Saved data entries
——
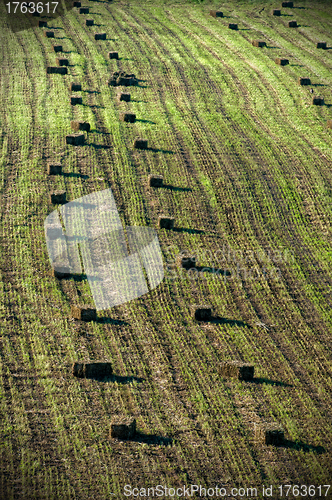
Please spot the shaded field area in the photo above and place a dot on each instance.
(246, 161)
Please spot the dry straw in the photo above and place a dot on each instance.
(236, 369)
(56, 70)
(124, 96)
(201, 312)
(258, 43)
(155, 180)
(269, 434)
(165, 222)
(58, 197)
(75, 100)
(140, 144)
(128, 117)
(100, 36)
(281, 62)
(216, 13)
(75, 87)
(318, 101)
(83, 312)
(122, 427)
(62, 61)
(304, 81)
(76, 126)
(54, 168)
(91, 370)
(75, 139)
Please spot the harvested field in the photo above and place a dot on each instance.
(246, 162)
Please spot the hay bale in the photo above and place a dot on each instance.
(75, 125)
(54, 168)
(236, 369)
(318, 101)
(75, 139)
(83, 312)
(165, 222)
(128, 117)
(216, 13)
(304, 81)
(122, 427)
(75, 87)
(140, 144)
(55, 69)
(155, 180)
(201, 312)
(124, 96)
(100, 36)
(75, 100)
(62, 61)
(269, 434)
(186, 261)
(91, 370)
(122, 78)
(58, 197)
(61, 273)
(282, 62)
(258, 43)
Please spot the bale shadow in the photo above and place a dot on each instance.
(99, 146)
(145, 121)
(105, 320)
(213, 270)
(260, 380)
(187, 230)
(116, 378)
(218, 320)
(140, 437)
(174, 188)
(156, 150)
(300, 446)
(73, 174)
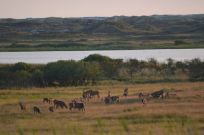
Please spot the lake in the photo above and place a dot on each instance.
(51, 56)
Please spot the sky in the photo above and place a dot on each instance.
(88, 8)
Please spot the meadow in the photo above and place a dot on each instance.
(180, 114)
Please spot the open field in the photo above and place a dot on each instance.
(181, 114)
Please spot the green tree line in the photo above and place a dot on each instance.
(96, 68)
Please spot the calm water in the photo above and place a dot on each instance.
(50, 56)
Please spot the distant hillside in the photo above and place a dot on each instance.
(84, 30)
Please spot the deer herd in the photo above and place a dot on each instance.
(79, 104)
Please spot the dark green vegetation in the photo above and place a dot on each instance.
(99, 69)
(102, 33)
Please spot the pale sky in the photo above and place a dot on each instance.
(87, 8)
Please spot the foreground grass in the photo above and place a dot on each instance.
(182, 114)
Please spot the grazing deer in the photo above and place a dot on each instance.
(36, 109)
(51, 109)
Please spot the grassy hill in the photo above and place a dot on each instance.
(102, 33)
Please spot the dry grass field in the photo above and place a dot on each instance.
(180, 114)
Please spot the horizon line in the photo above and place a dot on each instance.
(104, 16)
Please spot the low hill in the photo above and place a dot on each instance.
(101, 32)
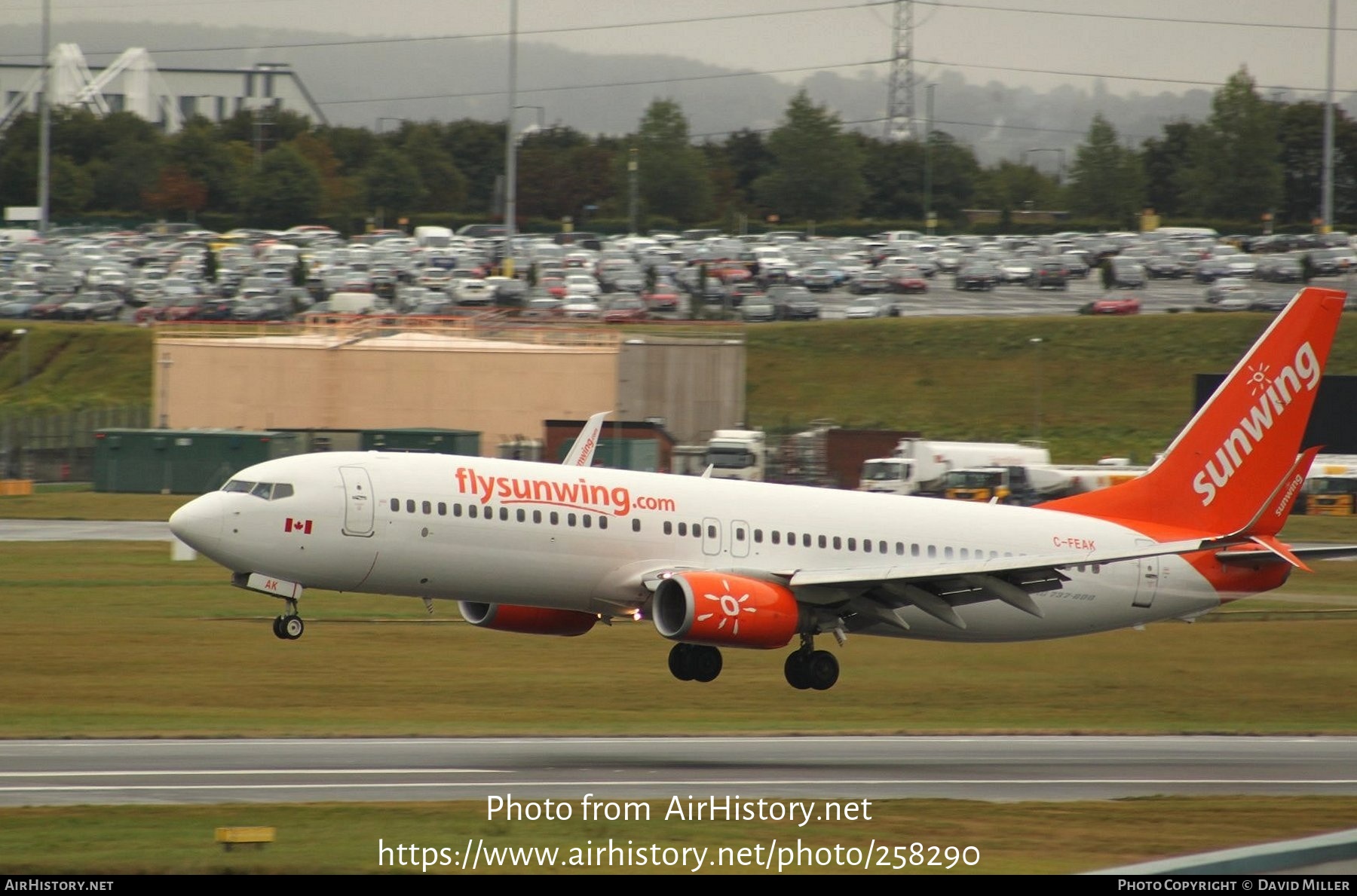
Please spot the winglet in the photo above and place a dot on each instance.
(1231, 457)
(581, 453)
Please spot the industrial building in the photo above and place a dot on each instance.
(163, 95)
(502, 381)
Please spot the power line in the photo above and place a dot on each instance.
(605, 86)
(298, 45)
(1123, 17)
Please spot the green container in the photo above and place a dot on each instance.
(427, 441)
(179, 461)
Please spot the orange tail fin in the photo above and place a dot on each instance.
(1226, 465)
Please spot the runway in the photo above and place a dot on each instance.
(995, 769)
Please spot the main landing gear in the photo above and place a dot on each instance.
(289, 625)
(807, 668)
(694, 662)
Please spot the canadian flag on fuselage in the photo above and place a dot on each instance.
(1230, 460)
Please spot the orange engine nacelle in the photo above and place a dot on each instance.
(724, 610)
(510, 617)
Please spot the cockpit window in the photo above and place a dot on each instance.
(268, 491)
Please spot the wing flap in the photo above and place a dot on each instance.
(983, 567)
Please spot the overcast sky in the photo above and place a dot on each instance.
(1019, 42)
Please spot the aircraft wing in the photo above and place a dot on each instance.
(982, 565)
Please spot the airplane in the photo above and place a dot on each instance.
(554, 549)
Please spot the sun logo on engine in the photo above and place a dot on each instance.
(731, 606)
(1258, 380)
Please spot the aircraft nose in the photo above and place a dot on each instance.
(198, 522)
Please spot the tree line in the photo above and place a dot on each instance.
(1250, 157)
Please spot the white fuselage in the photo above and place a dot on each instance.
(402, 524)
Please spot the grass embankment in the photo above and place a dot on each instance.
(1012, 838)
(74, 366)
(106, 639)
(1109, 387)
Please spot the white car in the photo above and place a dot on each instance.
(583, 285)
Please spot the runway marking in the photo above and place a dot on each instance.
(144, 773)
(673, 785)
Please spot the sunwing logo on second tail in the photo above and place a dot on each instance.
(1276, 397)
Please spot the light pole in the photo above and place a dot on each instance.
(164, 388)
(631, 188)
(1036, 402)
(23, 385)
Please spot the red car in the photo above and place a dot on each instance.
(661, 301)
(1128, 305)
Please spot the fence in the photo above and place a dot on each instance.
(60, 446)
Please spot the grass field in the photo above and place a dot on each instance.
(1012, 838)
(115, 639)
——
Task description >> Output the records above exactly, leaving out pictures.

Solution to this problem >>
Please spot the shaded field area in the photo above and place a dot on each instance.
(246, 161)
Please spot the dry straw in the photo above and place a dot on each instance.
(236, 369)
(56, 70)
(124, 96)
(201, 312)
(258, 43)
(155, 180)
(269, 434)
(165, 222)
(58, 197)
(75, 100)
(140, 144)
(128, 117)
(100, 36)
(281, 62)
(216, 13)
(75, 87)
(318, 101)
(83, 312)
(122, 427)
(62, 61)
(304, 81)
(76, 126)
(54, 168)
(91, 370)
(75, 139)
Please spot the harvested field in the photo above and place a dot on each instance.
(246, 162)
Please spot the hay bale in the photo above and place a dot on each instance.
(75, 125)
(54, 168)
(236, 369)
(318, 101)
(75, 139)
(83, 312)
(165, 222)
(128, 117)
(216, 13)
(304, 81)
(122, 427)
(75, 87)
(140, 144)
(55, 69)
(155, 180)
(201, 312)
(124, 96)
(100, 36)
(75, 100)
(62, 61)
(269, 434)
(186, 261)
(91, 370)
(122, 78)
(58, 197)
(61, 273)
(282, 62)
(258, 43)
Please spot the bale shadow in the photo above and place a dot on each instance.
(99, 146)
(145, 121)
(105, 320)
(213, 270)
(260, 380)
(187, 230)
(116, 378)
(218, 320)
(140, 437)
(174, 188)
(156, 150)
(300, 446)
(73, 174)
Please spot the lake in the photo above and place a dot on each instance.
(51, 56)
Please spot the sky in the photo above and place a dot on each instance.
(88, 8)
Please spot the meadow in the photo above and place a dot on each instance.
(180, 114)
Please spot the open field in the photo above and place a dot on each instance.
(181, 114)
Please spot the green tree line in the photo above and place a dot on each instance.
(96, 68)
Please spot the calm water in the photo above and place a dot on each instance.
(50, 56)
Please spot the distant hillside in the photo above and place a dot on each instance.
(84, 30)
Please spot the deer herd in the photo above and place a dot on each instance.
(79, 104)
Please spot the dark green vegetation in the photo above and place a dot on each instance.
(99, 69)
(102, 33)
Please spot the pale sky in the photo above and place a dot on each instance.
(87, 8)
Please spot the foreground grass in the photo above and place a dot on each instance.
(182, 114)
Please spot the grazing deer in the photo above and place a dot on each instance.
(36, 109)
(51, 109)
Please spot the grassy hill in the photo above and place a dot on each instance.
(102, 33)
Please spot the dry grass field in the photo above and place a dot on each instance.
(180, 114)
Please spot the horizon line in the photo above and place a dot on each instance.
(104, 16)
Please spot the low hill in the photo above and place a dot on each instance.
(101, 32)
Please spot the winglet in the photo above and place a dot on each instance.
(1231, 457)
(581, 453)
Please spot the industrial building in the photo above and place a dot on each instance.
(163, 95)
(502, 381)
Please spot the power line in the photo above and place a dot on each instance.
(605, 86)
(298, 45)
(1123, 17)
Please spot the green container in the photo above and place a dot on each instance.
(427, 441)
(179, 461)
Please spot the orange tail fin in the photo above and place a dot on each instance.
(1226, 465)
Please spot the runway in the photo above and place a dot on each instance.
(995, 769)
Please spot the main landing gear in the photo above and place a dot on each instance.
(289, 625)
(807, 668)
(694, 662)
Please spot the canadian flag on fuselage in the photo above and place a dot on each instance.
(1230, 460)
Please spot the orange engine nacelle in the photo above and place a dot on each instance.
(724, 610)
(510, 617)
Please spot the cockpit window in the photo above and place a dot on each instance.
(268, 491)
Please spot the wing flap in the photo above and place a dot on each instance.
(983, 567)
Please spot the overcast sky in the photo above and place a dot on each instance.
(1019, 42)
Please spot the aircraft wing in the photo above and place a dot on each instance.
(982, 565)
Please spot the airplane in the photo above and place a dot on each instance.
(554, 549)
Please spot the sun logo on engine in the photo above and place a dot on each instance.
(731, 606)
(1258, 380)
Please spot the aircraft nose in the photo above and place a dot on each instance.
(198, 522)
Please spot the tree line in the photo above and place a dot on each instance.
(1250, 157)
Please spot the white fuselage in the photo above and place a dot on each instance.
(402, 524)
Please spot the grass embankment in the photo above and place a dot on each instance.
(1012, 838)
(74, 366)
(106, 639)
(1109, 387)
Please spot the white car in the photo above and place a dot on each instance.
(583, 285)
Please spot the runway marking in the photo above and place a dot on each instance.
(144, 773)
(673, 785)
Please spot the sunwing logo on second tail in the photo above and place a dot on each instance.
(1276, 397)
Please spot the light pole in the photo above and place a dot on each instance.
(164, 388)
(631, 188)
(1036, 402)
(23, 385)
Please spot the red car in the photo above and place a dot on each instance.
(661, 301)
(1128, 305)
Please spot the fence in the photo above and place a dot on each instance.
(60, 446)
Please spot the grass field in the photo above and place a dot on each instance.
(1012, 838)
(115, 639)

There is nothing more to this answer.